Exercise directions: Copy the data below exactly. Any pictures in it should be omitted.

Available data:
+ + + + + + +
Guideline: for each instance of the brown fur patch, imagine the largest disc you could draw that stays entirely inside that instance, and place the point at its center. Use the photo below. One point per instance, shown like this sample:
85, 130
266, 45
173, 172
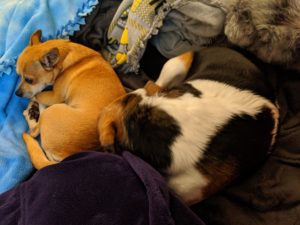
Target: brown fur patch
218, 173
+ + + + + + +
Output:
Guideline: for each instance of the brown fur patch, imagine the largest disc you could draw that stays entirely inside that instance, and place the point at its center. Use the photo below. One point per instance, shown like this sample:
85, 130
266, 45
173, 172
Target: brown fur patch
218, 173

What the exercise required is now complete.